[Data listing]:
________________
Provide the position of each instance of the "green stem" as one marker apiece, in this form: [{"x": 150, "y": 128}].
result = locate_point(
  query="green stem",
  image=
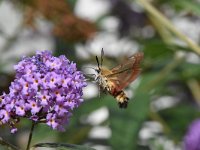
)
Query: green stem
[
  {"x": 165, "y": 22},
  {"x": 30, "y": 135}
]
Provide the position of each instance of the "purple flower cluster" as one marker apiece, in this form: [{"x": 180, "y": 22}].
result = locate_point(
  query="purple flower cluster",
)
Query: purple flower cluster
[
  {"x": 46, "y": 89},
  {"x": 192, "y": 138}
]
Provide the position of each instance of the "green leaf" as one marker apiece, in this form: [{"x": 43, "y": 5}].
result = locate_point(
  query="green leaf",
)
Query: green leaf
[
  {"x": 125, "y": 124},
  {"x": 178, "y": 119},
  {"x": 60, "y": 146},
  {"x": 4, "y": 145}
]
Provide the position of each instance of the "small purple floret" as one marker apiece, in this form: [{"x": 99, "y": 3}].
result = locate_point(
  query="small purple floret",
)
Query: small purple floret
[
  {"x": 192, "y": 138},
  {"x": 45, "y": 89}
]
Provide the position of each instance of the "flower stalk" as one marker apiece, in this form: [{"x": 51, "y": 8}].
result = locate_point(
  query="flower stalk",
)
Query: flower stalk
[{"x": 30, "y": 135}]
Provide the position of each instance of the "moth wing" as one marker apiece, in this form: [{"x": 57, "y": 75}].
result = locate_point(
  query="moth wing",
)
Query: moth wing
[{"x": 123, "y": 74}]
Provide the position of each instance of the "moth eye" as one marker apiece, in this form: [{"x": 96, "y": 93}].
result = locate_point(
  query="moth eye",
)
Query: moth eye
[{"x": 97, "y": 70}]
________________
[Directions for this task]:
Retype all of the entries exactly as written, leaving out any images.

[Exercise response]:
Provide the position of each instance of the "green stem" as one marker apiece, in this form: [{"x": 150, "y": 128}].
result = locate_point(
  query="green stem",
  image=
)
Query: green stem
[
  {"x": 165, "y": 22},
  {"x": 30, "y": 135}
]
Provide the position of each instance of the "purple flower cluster" as one marker apiece, in this form: [{"x": 180, "y": 22}].
result = locate_point(
  query="purple flower cluster",
)
Query: purple flower cluster
[
  {"x": 46, "y": 89},
  {"x": 192, "y": 138}
]
Provide the position of each instance of the "green leaf" as one marker apiece, in this form: [{"x": 43, "y": 5}].
result = locate_point(
  query="green leaf",
)
Query: green leaf
[
  {"x": 125, "y": 124},
  {"x": 178, "y": 119},
  {"x": 60, "y": 146},
  {"x": 4, "y": 145}
]
Provide the position of each instance of the "small purple floret" as one marker apiece, in this form: [{"x": 99, "y": 3}].
result = locate_point(
  query="small purple floret",
)
Query: small purple floret
[
  {"x": 192, "y": 138},
  {"x": 45, "y": 89}
]
Provide the position of each instance of the "flower stalk" as one marker apiece, in this form: [{"x": 51, "y": 8}].
result = locate_point(
  query="flower stalk",
)
Query: flower stalk
[{"x": 30, "y": 135}]
Provide the position of each instance of the "moth wing" as one marker apiece, in this form: [{"x": 57, "y": 75}].
result = locate_point(
  query="moth wing",
)
Query: moth wing
[{"x": 123, "y": 74}]
Provide the position of each instance of the "moth eye" as one marker apiece, in this form: [{"x": 96, "y": 93}].
result = locate_point(
  query="moth eye",
)
Query: moth eye
[{"x": 97, "y": 70}]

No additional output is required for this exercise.